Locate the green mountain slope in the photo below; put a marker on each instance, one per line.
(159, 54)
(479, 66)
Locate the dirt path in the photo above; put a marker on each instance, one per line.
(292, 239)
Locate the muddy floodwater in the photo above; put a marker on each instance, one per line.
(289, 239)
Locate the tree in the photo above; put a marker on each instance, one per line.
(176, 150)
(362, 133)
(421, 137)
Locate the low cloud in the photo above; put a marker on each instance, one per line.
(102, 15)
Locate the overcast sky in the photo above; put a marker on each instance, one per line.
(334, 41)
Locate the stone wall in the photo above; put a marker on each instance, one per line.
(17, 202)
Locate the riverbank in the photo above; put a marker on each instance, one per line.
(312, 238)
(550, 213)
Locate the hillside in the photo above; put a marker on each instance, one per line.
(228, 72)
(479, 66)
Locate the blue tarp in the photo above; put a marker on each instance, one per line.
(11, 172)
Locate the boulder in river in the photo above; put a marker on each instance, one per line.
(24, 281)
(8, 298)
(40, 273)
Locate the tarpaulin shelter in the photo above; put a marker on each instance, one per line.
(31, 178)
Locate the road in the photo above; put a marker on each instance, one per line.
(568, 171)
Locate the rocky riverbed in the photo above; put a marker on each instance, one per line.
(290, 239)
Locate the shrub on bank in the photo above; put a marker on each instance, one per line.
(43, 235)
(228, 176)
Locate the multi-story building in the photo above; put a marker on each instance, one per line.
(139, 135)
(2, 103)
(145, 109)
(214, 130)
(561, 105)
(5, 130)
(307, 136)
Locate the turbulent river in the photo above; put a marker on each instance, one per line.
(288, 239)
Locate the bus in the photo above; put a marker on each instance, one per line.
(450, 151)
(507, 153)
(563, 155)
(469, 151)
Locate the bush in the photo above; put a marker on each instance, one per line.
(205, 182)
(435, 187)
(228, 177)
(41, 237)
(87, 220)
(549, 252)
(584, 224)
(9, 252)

- - -

### YOUR TASK
Repeat the data precisely, reproducing every entry.

### YOUR RESPONSE
Locate the green mountain slope in the photo below; put a marker on each instance, one per line.
(159, 54)
(479, 66)
Locate the dirt path in the photo above; put a marker on each instance, one per line.
(292, 239)
Locate the muddy floodwater in the photo above; put a marker on each instance, one per line.
(289, 239)
Locate the tree in the photo above; put a marker on each instance, one per line.
(176, 150)
(362, 133)
(421, 137)
Locate the low cloud in the photo above; put a marker on each instance, one per line.
(102, 15)
Locate the overcast sky in the photo above; put a marker on each instance, one per line.
(334, 41)
Locate the stone wall in the photo above; put a marker on each instance, one per line.
(17, 202)
Locate the riverbank in the photo above; put a marker on each instance, one per line.
(312, 238)
(550, 213)
Locate the hillside in the photo above; put a marker on each instance, one per line.
(228, 72)
(479, 66)
Locate the blue tarp in the photo above; put a marker on each instance, one per line.
(11, 172)
Locate the boulder in river in the photo above; put a marker on each instance, one per line.
(24, 281)
(8, 298)
(40, 273)
Locate the tarpaulin shelter in the photo above; put a marker on each instance, one per line.
(31, 178)
Locate the road in the photo above; put a marker on each instance, one per line.
(568, 171)
Locate the rocky riverbed in the photo above; put a marker on each instance, one per line.
(290, 239)
Locate the shrub on bank in the photo above; put a marker on each instance, one per line.
(43, 235)
(228, 176)
Locate the multi-story building in the photo above; put a marker on each instance, one per line.
(139, 135)
(2, 103)
(145, 109)
(214, 130)
(561, 105)
(5, 130)
(307, 136)
Locate the turbulent river in the photo above; put a marker on each instance, one per line.
(288, 239)
Locate the bus in the photo above; put a marker on each instance, one per line.
(450, 151)
(507, 153)
(563, 155)
(469, 151)
Locate the bush in the photo above; put a marker on each instance, one per line.
(205, 182)
(435, 187)
(228, 177)
(41, 237)
(87, 220)
(549, 252)
(584, 224)
(9, 252)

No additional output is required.